[Start]

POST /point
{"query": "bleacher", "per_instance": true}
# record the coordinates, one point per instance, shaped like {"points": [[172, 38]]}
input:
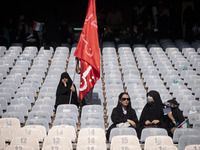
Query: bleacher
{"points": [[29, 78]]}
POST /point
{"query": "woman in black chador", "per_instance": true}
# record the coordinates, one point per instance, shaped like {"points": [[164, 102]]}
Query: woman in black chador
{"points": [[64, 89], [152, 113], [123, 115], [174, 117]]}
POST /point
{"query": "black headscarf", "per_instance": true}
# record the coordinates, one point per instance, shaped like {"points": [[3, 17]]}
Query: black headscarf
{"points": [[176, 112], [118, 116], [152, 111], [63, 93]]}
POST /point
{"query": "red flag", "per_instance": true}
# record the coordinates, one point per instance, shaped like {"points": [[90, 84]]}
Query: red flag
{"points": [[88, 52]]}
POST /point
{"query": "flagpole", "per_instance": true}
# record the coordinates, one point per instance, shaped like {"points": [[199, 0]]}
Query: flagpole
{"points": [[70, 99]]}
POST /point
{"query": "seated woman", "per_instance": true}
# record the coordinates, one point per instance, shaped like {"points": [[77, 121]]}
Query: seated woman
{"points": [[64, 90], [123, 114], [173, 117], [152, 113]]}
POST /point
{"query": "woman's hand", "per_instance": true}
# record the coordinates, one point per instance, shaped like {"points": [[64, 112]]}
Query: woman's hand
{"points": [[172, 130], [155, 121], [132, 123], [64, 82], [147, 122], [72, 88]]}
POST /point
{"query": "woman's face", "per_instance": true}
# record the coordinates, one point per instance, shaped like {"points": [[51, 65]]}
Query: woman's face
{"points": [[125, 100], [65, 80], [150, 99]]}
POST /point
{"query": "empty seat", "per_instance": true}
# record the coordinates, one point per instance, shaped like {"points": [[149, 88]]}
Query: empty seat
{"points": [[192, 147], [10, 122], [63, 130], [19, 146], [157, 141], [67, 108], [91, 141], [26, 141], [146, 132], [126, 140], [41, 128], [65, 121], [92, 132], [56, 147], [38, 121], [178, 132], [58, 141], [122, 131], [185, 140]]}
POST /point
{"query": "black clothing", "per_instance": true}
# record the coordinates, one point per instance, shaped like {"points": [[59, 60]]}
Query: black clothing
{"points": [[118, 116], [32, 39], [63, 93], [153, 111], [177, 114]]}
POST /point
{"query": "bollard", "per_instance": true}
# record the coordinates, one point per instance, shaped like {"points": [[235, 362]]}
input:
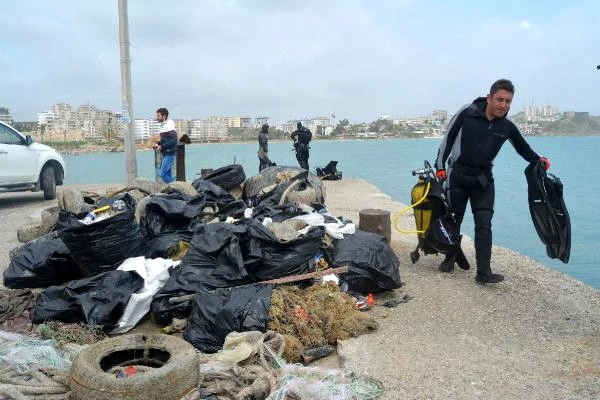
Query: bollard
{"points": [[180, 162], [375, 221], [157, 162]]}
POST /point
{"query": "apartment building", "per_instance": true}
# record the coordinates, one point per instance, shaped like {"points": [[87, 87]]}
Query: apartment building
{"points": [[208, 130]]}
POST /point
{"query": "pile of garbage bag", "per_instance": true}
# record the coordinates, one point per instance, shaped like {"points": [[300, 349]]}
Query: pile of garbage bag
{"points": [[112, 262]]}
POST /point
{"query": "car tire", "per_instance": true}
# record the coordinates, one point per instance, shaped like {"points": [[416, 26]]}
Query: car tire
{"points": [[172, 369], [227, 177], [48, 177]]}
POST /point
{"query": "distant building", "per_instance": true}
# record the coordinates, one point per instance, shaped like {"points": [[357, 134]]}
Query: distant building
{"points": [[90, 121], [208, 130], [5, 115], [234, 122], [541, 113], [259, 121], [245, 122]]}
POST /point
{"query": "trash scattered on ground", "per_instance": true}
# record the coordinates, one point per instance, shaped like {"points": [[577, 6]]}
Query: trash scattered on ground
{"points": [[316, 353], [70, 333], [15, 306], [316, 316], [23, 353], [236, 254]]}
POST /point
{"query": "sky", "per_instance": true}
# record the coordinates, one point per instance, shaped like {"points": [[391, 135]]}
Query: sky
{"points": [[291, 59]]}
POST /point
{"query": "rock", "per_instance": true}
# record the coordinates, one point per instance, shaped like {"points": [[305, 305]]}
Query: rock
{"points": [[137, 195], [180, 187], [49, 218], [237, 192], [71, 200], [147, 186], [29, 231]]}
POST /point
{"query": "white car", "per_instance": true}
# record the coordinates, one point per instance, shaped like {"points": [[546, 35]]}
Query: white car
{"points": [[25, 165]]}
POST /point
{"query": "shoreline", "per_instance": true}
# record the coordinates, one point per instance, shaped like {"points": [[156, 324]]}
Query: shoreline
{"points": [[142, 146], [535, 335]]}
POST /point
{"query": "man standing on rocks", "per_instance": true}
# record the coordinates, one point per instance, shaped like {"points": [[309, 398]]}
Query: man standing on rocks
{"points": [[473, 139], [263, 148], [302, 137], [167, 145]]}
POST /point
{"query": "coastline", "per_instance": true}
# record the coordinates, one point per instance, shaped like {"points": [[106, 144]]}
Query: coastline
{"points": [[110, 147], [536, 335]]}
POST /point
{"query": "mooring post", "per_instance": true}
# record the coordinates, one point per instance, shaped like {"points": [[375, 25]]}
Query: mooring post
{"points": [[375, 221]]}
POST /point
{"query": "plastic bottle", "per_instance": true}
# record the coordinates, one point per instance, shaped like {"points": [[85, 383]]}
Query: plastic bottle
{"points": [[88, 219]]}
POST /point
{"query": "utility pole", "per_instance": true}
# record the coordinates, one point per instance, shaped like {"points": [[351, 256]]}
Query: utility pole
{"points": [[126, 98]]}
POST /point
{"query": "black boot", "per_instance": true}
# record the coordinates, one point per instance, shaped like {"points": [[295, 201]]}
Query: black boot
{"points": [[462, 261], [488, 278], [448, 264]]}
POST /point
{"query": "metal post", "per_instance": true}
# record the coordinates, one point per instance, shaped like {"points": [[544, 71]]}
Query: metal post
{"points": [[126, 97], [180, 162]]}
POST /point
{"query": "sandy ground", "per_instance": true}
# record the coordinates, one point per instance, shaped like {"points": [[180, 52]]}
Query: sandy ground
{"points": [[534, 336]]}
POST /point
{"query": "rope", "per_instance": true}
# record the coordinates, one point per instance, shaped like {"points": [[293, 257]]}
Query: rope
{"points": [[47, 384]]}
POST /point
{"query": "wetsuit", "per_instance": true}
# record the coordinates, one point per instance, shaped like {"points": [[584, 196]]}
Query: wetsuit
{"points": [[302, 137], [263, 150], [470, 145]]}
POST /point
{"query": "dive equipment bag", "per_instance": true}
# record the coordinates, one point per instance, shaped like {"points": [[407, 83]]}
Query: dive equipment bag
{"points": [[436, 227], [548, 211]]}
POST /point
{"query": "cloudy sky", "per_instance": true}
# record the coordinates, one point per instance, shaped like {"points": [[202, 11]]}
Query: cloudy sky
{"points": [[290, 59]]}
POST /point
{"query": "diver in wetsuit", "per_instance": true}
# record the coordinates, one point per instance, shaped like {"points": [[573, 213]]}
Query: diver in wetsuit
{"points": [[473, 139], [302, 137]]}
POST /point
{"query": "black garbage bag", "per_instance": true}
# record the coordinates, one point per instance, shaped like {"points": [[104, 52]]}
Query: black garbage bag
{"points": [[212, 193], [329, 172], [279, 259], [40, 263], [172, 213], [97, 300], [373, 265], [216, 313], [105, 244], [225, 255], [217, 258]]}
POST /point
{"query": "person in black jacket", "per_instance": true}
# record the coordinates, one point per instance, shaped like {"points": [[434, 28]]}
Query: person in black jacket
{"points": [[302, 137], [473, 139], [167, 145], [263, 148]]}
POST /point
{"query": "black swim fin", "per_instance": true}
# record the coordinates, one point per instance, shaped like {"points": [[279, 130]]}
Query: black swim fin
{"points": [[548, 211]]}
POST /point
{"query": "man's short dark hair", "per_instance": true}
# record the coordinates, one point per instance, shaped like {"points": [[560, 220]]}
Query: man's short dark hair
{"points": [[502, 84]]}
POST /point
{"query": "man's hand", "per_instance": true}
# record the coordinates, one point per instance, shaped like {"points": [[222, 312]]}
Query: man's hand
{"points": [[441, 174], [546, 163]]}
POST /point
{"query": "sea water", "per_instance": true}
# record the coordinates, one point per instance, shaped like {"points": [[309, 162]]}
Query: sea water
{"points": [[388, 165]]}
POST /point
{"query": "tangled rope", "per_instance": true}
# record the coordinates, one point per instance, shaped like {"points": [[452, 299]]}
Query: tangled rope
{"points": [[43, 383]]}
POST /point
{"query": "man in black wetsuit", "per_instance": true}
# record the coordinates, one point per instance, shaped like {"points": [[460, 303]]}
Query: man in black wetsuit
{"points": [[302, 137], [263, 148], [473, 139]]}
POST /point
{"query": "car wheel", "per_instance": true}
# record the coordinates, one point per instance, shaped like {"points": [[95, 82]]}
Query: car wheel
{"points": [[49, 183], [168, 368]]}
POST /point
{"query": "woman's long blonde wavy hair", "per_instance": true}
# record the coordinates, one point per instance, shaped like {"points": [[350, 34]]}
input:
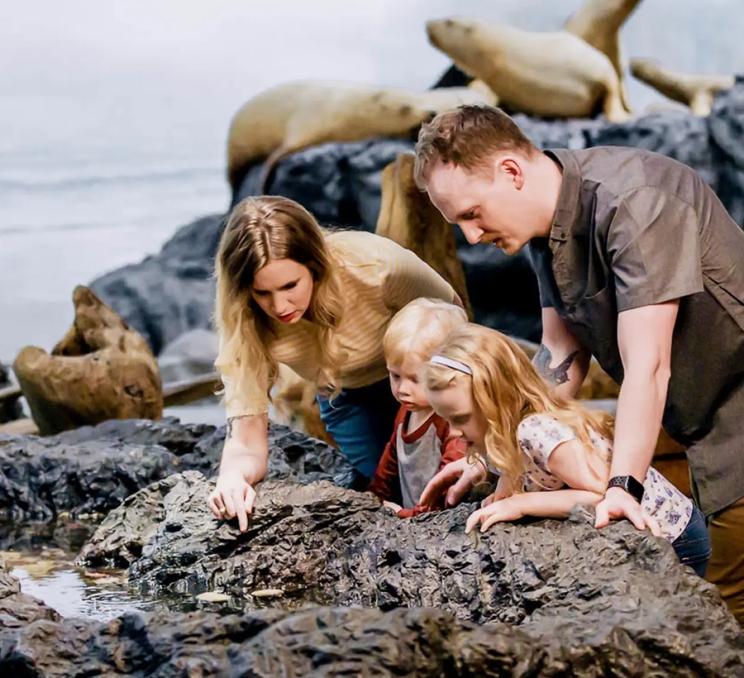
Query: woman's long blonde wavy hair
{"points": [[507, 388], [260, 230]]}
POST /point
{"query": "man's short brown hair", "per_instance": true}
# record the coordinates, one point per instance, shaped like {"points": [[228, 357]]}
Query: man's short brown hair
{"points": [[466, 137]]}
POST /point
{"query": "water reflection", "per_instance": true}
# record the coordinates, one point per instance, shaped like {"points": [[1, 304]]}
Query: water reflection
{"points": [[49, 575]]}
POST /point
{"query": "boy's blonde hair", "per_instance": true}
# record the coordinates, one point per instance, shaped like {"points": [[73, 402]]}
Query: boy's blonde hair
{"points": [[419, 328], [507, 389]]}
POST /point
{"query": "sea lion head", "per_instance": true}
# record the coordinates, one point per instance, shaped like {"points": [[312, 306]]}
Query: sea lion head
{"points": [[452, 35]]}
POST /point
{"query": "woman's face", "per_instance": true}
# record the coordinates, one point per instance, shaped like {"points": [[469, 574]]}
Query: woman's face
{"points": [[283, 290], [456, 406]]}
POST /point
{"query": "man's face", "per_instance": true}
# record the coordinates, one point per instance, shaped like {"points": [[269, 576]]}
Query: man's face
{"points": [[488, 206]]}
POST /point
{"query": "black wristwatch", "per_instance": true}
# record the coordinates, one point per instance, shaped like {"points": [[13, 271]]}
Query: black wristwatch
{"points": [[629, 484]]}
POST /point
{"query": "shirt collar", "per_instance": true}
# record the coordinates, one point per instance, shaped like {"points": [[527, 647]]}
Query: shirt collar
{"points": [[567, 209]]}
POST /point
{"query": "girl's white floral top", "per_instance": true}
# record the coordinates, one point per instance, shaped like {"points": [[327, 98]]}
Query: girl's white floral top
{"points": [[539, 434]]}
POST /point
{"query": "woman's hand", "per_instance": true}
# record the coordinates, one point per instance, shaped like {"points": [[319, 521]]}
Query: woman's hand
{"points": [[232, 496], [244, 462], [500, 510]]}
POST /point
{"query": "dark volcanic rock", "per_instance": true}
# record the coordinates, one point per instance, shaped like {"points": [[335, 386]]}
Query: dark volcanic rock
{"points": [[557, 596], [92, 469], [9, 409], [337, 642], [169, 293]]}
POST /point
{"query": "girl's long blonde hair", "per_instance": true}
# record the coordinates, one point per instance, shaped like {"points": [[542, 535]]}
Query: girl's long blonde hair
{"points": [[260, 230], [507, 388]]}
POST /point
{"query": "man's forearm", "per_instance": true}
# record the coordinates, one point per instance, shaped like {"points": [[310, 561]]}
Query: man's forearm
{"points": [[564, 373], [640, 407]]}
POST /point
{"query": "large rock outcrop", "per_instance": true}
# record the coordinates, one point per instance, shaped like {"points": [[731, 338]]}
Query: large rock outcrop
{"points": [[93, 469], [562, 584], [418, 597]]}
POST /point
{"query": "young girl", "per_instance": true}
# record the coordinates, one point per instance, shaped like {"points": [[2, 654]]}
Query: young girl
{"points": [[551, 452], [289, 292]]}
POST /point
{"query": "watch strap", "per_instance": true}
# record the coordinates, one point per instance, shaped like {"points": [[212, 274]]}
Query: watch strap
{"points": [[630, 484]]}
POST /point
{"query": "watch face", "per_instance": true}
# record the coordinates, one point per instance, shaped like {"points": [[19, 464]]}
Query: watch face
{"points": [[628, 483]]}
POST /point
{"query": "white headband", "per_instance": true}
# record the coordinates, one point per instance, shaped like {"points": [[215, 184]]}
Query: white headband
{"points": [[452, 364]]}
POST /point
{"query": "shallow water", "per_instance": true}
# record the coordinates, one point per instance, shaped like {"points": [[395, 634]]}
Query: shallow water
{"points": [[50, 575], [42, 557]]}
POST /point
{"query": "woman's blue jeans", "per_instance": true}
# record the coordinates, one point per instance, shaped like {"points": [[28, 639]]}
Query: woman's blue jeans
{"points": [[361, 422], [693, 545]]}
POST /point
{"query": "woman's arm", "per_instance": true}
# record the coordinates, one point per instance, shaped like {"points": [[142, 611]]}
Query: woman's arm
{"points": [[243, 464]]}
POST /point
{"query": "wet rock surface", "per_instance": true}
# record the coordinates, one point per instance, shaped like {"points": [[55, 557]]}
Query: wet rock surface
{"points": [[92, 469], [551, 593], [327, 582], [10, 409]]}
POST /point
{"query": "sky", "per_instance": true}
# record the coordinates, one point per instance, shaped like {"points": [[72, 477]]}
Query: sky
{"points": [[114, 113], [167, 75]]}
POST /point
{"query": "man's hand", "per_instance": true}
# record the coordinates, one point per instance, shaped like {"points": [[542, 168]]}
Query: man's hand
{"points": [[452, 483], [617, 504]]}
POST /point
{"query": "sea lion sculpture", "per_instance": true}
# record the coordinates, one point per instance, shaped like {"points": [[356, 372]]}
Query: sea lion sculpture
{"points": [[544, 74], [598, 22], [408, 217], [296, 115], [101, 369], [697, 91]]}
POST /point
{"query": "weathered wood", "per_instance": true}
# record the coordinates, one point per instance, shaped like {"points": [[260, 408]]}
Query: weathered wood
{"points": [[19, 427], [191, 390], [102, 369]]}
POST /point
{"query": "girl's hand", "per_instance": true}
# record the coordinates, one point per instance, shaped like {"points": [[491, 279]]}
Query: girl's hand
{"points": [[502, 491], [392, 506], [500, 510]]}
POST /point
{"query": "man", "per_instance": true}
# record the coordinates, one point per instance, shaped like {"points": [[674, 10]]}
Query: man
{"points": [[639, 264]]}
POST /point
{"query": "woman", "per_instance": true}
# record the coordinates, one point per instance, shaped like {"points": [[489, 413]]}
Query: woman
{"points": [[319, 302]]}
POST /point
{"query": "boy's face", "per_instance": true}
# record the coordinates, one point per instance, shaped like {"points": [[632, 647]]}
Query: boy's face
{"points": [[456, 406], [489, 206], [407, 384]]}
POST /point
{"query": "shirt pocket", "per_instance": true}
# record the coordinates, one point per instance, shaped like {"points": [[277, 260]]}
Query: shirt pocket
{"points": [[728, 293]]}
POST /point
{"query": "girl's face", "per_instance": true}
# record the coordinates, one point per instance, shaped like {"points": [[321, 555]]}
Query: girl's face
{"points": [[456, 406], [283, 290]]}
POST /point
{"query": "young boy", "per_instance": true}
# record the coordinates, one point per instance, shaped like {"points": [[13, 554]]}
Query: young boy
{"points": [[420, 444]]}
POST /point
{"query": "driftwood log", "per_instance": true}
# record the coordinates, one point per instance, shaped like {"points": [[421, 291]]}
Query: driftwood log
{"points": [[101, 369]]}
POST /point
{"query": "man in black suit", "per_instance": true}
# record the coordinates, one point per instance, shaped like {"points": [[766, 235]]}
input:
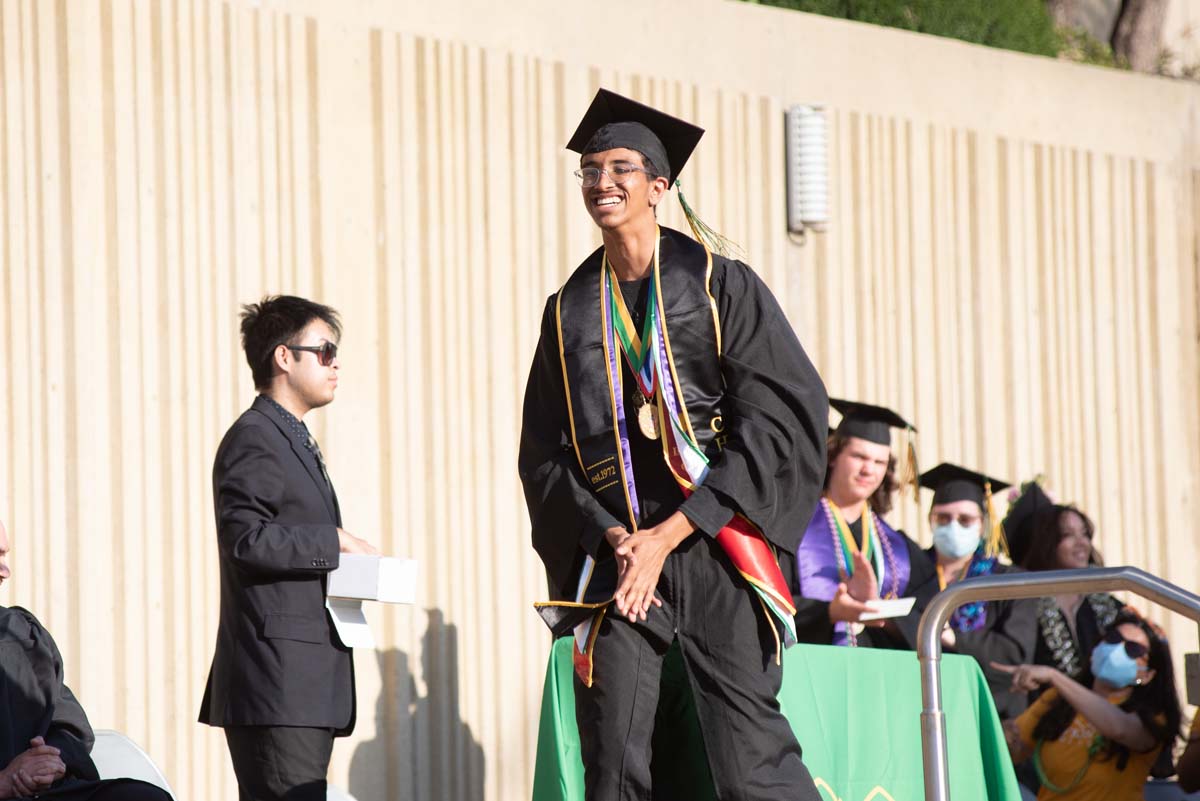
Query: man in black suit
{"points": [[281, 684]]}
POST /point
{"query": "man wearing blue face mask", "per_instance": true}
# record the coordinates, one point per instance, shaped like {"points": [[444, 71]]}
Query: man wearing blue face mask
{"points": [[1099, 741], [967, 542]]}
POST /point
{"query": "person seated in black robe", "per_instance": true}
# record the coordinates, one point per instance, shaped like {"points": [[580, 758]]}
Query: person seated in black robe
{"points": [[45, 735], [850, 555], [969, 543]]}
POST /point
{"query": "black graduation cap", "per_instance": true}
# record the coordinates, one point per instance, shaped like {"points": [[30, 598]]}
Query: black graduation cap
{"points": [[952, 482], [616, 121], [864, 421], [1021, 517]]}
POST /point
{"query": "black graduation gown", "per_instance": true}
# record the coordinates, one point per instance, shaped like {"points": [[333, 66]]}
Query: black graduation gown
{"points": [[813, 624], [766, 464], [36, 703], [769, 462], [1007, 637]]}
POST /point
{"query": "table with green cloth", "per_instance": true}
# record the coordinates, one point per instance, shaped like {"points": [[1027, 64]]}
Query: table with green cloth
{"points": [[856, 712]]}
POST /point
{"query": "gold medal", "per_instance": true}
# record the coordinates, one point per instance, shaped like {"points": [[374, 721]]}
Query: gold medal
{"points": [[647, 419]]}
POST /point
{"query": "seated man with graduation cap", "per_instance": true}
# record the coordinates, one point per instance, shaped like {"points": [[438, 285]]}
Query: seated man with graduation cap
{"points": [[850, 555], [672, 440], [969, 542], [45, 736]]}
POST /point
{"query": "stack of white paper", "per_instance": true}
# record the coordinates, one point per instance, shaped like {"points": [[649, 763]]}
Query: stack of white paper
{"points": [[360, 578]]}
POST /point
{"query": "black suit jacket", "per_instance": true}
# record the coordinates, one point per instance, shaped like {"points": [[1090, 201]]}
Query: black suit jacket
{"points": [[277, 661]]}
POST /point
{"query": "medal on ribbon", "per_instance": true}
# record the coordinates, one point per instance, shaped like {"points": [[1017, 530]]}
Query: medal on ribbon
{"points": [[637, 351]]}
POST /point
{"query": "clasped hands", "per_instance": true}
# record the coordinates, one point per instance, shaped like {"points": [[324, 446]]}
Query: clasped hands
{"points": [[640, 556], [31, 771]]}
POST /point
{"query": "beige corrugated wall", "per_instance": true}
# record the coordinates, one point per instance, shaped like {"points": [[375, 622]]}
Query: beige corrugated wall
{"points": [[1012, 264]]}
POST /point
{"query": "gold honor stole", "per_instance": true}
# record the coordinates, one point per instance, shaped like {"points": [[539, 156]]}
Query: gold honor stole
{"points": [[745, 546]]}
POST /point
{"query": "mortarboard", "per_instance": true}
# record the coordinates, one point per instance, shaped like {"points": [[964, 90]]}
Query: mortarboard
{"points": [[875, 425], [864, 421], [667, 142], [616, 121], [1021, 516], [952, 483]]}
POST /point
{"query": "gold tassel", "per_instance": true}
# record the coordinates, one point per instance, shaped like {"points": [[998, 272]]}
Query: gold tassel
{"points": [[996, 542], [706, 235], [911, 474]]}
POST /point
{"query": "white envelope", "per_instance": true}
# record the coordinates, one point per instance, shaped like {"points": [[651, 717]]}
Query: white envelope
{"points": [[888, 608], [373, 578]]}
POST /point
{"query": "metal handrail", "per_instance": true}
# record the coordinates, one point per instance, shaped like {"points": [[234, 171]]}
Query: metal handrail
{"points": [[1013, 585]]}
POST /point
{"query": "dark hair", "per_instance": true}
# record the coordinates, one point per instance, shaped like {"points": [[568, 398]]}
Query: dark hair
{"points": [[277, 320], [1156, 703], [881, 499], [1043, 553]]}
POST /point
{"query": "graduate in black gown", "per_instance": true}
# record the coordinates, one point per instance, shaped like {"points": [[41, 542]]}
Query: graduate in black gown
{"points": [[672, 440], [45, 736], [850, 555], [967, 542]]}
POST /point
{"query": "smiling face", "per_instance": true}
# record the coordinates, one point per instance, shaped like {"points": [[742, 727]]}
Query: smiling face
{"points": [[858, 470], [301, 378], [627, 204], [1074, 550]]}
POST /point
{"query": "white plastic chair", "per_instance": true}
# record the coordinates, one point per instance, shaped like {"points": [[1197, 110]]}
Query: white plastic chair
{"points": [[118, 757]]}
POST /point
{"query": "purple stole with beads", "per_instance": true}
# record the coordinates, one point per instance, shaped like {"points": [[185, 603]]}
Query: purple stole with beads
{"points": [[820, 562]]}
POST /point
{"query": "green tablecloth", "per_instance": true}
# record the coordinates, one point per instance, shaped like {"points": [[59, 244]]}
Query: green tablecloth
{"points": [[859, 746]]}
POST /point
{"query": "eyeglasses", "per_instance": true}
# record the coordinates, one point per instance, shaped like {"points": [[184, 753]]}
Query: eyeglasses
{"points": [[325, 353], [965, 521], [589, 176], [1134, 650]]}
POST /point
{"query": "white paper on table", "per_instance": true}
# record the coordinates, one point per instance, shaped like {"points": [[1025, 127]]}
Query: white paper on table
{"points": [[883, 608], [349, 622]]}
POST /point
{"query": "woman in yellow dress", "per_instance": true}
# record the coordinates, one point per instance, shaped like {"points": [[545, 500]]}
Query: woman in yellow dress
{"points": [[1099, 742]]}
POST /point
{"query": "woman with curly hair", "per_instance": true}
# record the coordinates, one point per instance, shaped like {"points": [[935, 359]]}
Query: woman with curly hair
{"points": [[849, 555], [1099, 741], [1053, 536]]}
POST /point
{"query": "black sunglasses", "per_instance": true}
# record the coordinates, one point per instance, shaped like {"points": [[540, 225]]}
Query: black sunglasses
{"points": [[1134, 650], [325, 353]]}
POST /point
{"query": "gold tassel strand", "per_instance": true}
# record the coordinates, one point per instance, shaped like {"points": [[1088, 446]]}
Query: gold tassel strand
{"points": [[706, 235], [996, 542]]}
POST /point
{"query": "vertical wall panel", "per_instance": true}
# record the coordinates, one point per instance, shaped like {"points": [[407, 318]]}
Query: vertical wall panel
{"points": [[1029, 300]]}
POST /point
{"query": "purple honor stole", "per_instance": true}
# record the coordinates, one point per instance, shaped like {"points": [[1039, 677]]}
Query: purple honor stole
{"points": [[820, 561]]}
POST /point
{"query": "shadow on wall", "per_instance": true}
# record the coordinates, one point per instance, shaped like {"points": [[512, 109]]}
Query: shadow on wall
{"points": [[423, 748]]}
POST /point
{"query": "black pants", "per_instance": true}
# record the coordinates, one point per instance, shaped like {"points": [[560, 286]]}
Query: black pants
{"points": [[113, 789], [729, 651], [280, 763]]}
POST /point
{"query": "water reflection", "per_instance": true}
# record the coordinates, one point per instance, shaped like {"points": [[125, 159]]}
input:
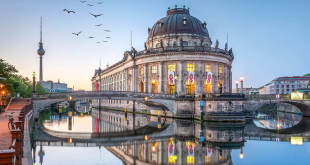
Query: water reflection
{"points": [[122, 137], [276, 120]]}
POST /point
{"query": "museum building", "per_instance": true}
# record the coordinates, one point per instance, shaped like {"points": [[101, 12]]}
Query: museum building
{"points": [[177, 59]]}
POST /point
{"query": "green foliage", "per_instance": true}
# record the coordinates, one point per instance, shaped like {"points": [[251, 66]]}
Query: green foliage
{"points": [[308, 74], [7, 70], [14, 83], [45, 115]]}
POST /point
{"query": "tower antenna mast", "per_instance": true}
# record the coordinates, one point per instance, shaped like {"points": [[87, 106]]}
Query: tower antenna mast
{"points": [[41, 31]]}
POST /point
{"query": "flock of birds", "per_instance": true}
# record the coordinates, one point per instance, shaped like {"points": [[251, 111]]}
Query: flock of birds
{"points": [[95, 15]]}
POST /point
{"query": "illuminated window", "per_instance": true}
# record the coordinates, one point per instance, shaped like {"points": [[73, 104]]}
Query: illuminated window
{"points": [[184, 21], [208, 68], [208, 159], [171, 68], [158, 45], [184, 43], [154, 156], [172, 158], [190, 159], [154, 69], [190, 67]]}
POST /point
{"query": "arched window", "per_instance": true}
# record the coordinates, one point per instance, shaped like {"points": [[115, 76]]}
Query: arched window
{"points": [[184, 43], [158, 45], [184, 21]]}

[End]

*TASK BRIEF*. Which lines of the records above contain the word "illuminated"? Copy each of them.

*RESPONSE FOR THIS EXERCISE*.
{"query": "illuminated window", "per_instance": true}
Query: illuminated window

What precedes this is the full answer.